Ein Kriegskind zu sein

Seit dem Ursprung des Lebens, seit es den Menschen gibt, wird die Welt regelmäßig von Konflikten, Kriegen mit tragischen Auswirkungen erschüttert. Nun, inmitten dieser regelmäßigen Katastrophen bewahrt die Natur manchmal ihre Rechte, und die menschlichen Gefühle überleben die strengen Gesetze des Krieges.

Im Mai 1968 gab es unter den modernen Parolen den berühmten Satz „Mach Liebe Nicht Krieg/Make love not war“…..Seit Jahrhunderten haben unwahrscheinliche Paare diesen Grundsatz angewandt und „verbotene Liebesbeziehungen“ haben besondere Kinder geboren; sie haben die sogenannten „Kriegskinder“ zur Welt gebracht. Die Kinder des zweiten Weltkrieges entweichen dieser Regel nicht.

Was für eine schwere Last für diese Kinder der Liebe, entstanden aus Paaren, die sich fast sofort trennten. Kinder, die einfach nur normal leben möchten. In den meisten Fällen führen sie ein introvertiertes Leben mit einem Gefühl der Ablehnung, der Schuld, des Unbehagens gegenüber einer obskurantischen und intoleranten Gesellschaft. Ihr Dasein hat manchmal ihren Müttern erschwert, einen Mann zu treffen, der sie heiraten wollte („eine ledige Mutter“ zu heiraten, was für eine Schande! So hieß es damals).

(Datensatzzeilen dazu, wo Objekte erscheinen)
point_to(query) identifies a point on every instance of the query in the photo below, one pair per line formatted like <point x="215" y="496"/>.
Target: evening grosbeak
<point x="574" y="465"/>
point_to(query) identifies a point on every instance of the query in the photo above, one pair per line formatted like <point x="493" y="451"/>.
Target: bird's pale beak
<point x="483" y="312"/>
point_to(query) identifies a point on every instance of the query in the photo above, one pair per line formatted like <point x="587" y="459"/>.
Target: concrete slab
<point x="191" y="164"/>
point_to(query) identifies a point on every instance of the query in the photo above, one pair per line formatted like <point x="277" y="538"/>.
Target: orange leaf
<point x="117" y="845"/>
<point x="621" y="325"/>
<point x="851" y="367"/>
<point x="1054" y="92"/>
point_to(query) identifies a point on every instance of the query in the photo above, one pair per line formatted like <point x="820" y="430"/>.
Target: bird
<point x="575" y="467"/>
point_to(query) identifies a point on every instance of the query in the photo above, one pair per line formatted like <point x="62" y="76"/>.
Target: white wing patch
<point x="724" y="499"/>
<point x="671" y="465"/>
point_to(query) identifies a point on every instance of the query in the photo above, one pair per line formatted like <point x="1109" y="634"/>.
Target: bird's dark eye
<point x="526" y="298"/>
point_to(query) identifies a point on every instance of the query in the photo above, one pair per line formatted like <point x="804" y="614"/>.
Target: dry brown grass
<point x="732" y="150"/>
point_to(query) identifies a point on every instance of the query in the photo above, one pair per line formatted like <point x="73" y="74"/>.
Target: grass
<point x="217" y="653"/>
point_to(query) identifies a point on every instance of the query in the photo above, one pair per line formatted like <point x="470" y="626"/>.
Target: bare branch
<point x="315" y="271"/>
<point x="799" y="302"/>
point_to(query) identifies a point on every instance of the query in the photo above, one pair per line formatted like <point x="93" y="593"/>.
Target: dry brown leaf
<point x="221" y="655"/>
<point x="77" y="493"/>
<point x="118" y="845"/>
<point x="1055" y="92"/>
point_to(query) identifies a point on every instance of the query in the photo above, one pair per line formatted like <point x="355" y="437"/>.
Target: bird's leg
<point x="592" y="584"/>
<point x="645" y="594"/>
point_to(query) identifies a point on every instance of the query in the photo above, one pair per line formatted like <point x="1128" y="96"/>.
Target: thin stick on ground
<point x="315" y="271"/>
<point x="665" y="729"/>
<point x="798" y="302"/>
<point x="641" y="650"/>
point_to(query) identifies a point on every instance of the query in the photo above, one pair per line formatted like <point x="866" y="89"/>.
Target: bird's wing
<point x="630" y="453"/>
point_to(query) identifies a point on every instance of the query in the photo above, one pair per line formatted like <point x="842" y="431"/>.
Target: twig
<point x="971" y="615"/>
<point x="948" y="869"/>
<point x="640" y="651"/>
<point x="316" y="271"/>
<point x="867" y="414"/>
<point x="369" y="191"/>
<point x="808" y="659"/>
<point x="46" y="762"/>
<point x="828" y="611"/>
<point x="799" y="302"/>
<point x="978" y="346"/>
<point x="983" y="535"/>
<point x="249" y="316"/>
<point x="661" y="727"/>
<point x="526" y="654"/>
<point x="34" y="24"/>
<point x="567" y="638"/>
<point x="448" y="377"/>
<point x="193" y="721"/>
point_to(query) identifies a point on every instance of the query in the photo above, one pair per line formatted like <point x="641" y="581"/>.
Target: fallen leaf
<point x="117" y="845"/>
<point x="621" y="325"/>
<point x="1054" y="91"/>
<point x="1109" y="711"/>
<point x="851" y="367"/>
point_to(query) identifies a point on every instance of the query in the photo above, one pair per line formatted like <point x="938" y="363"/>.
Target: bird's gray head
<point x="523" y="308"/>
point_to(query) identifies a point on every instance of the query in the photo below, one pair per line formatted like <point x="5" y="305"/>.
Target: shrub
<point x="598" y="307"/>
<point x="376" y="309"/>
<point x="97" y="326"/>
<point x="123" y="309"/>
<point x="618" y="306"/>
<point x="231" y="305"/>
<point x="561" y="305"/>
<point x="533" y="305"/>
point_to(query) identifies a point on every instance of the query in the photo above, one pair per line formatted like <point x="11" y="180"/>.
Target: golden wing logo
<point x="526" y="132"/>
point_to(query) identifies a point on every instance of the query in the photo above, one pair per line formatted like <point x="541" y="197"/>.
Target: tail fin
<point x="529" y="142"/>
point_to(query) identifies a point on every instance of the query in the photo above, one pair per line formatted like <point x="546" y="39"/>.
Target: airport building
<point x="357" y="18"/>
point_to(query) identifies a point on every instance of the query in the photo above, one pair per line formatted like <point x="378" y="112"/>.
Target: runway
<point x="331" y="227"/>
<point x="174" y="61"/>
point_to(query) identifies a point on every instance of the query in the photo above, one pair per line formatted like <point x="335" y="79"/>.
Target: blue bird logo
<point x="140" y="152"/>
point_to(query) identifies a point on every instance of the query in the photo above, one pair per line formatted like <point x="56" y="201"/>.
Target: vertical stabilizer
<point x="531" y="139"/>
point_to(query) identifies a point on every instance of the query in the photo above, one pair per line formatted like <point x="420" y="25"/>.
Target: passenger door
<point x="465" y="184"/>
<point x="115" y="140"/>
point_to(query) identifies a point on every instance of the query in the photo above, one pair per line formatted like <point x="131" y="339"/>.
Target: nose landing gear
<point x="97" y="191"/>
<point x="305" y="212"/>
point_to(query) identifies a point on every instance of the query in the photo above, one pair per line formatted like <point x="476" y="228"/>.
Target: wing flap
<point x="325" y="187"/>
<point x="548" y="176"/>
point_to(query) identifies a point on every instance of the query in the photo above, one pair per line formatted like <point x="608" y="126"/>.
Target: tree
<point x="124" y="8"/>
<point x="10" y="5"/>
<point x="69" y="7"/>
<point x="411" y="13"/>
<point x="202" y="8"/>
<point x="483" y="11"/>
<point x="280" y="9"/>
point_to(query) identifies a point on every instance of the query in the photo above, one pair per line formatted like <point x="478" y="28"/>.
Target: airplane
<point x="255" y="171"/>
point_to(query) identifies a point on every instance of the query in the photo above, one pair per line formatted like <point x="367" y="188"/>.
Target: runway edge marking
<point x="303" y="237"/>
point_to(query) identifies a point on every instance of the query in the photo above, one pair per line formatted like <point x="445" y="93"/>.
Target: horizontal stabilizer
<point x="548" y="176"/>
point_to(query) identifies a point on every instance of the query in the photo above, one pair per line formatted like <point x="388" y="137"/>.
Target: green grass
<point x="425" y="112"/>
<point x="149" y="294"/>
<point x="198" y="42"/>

Die Aufgabe: Wie lautet der Satz „Die Kinder des zweiten Weltkrieges entweichen dieser Regel nicht.“ aus dem Text über Kriegskinder auf Englisch?

Lösung der Aufgabe: The children of the Second World War do not escape this rule.